* [GIVEN REQUEST] Pick out and copy every line in the rows below that contains the word "cabinet". Case counts.

* [EXERCISE MATERIAL]
┄┄┄┄┄┄
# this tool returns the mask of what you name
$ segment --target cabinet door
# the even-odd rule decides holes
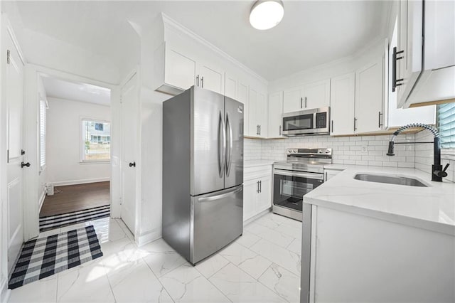
[[[302,110],[303,108],[301,87],[284,90],[283,93],[283,112]]]
[[[257,122],[257,92],[250,87],[248,98],[248,135],[259,137],[259,123]]]
[[[325,107],[330,104],[330,79],[313,82],[304,85],[304,109]]]
[[[206,64],[201,64],[198,69],[199,75],[199,86],[206,90],[212,90],[224,95],[223,75],[224,73]]]
[[[423,1],[400,0],[398,48],[402,51],[397,63],[397,78],[403,79],[397,87],[398,103],[407,99],[422,72]]]
[[[243,103],[243,135],[250,135],[249,123],[250,117],[248,115],[250,113],[248,102],[250,95],[250,87],[247,84],[242,82],[242,80],[237,81],[237,100]]]
[[[166,52],[165,82],[167,84],[187,90],[194,85],[196,61],[182,53],[169,49]]]
[[[330,134],[354,133],[355,75],[354,73],[333,78],[331,85]]]
[[[259,124],[259,136],[267,137],[267,99],[262,92],[257,92],[257,105],[255,110],[257,124]]]
[[[269,123],[267,137],[282,137],[282,114],[283,113],[283,92],[269,95]]]
[[[237,79],[228,73],[225,73],[225,95],[237,100]]]
[[[382,129],[382,58],[355,71],[355,132]]]
[[[259,180],[246,181],[243,184],[243,221],[255,216],[255,210],[257,204],[257,191]]]
[[[259,192],[255,215],[272,207],[272,177],[262,177],[259,179]]]

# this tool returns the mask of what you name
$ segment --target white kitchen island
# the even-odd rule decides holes
[[[354,179],[359,173],[429,187]],[[413,169],[351,166],[306,194],[302,302],[308,294],[314,302],[455,302],[455,184],[430,179]]]

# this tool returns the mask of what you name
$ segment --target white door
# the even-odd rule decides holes
[[[303,88],[304,108],[325,107],[330,104],[330,79],[306,84]]]
[[[237,79],[225,73],[225,95],[237,100]]]
[[[331,135],[354,133],[355,85],[354,73],[332,78],[330,89]]]
[[[137,76],[134,75],[122,88],[122,220],[136,235],[136,171],[139,103]]]
[[[267,137],[282,137],[282,114],[283,113],[283,92],[269,95],[269,124]]]
[[[6,102],[6,149],[7,149],[7,191],[8,215],[8,270],[11,270],[19,255],[23,243],[23,176],[21,163],[22,156],[22,125],[23,103],[23,63],[9,35],[4,35],[4,53],[9,58],[3,61],[5,77],[2,89]],[[6,66],[5,66],[6,63]],[[37,164],[33,164],[37,165]],[[23,168],[26,169],[26,166]]]
[[[257,209],[255,215],[272,207],[272,177],[262,177],[259,184]]]
[[[382,58],[355,71],[355,132],[382,129]]]
[[[304,100],[301,96],[301,87],[295,87],[284,90],[283,94],[283,112],[303,110]]]
[[[198,74],[200,78],[199,80],[199,87],[224,95],[224,85],[223,83],[223,75],[224,73],[219,71],[212,66],[202,64],[198,68]]]

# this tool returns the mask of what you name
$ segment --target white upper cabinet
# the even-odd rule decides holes
[[[330,104],[330,79],[303,86],[304,109],[325,107]]]
[[[230,98],[240,101],[237,97],[237,80],[228,73],[225,73],[225,95]]]
[[[196,61],[164,42],[154,53],[154,88],[176,95],[195,84]]]
[[[224,95],[224,71],[206,63],[196,66],[196,85]]]
[[[397,106],[455,97],[455,1],[400,0],[398,18]]]
[[[331,79],[330,96],[330,134],[331,135],[354,133],[355,85],[354,73]]]
[[[325,107],[329,104],[330,79],[286,90],[283,95],[283,112]]]
[[[303,87],[294,87],[284,90],[283,93],[283,112],[303,110]]]
[[[267,136],[267,102],[266,95],[250,87],[248,133],[245,136],[264,138]]]
[[[283,113],[283,92],[269,95],[269,122],[267,134],[269,138],[281,138],[282,114]]]
[[[382,129],[383,60],[381,57],[355,71],[356,133]]]

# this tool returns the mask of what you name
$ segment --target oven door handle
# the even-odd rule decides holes
[[[283,171],[274,170],[274,175],[282,175],[282,176],[298,176],[302,178],[309,178],[316,180],[323,180],[324,175],[323,174],[309,174],[309,173],[298,173],[298,172],[291,172],[291,171]]]

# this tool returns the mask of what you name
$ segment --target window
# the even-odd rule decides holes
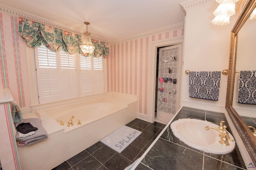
┄┄┄┄┄┄
* [RESPONSE]
$ segment --target cabinet door
$ segment --target white upper cabinet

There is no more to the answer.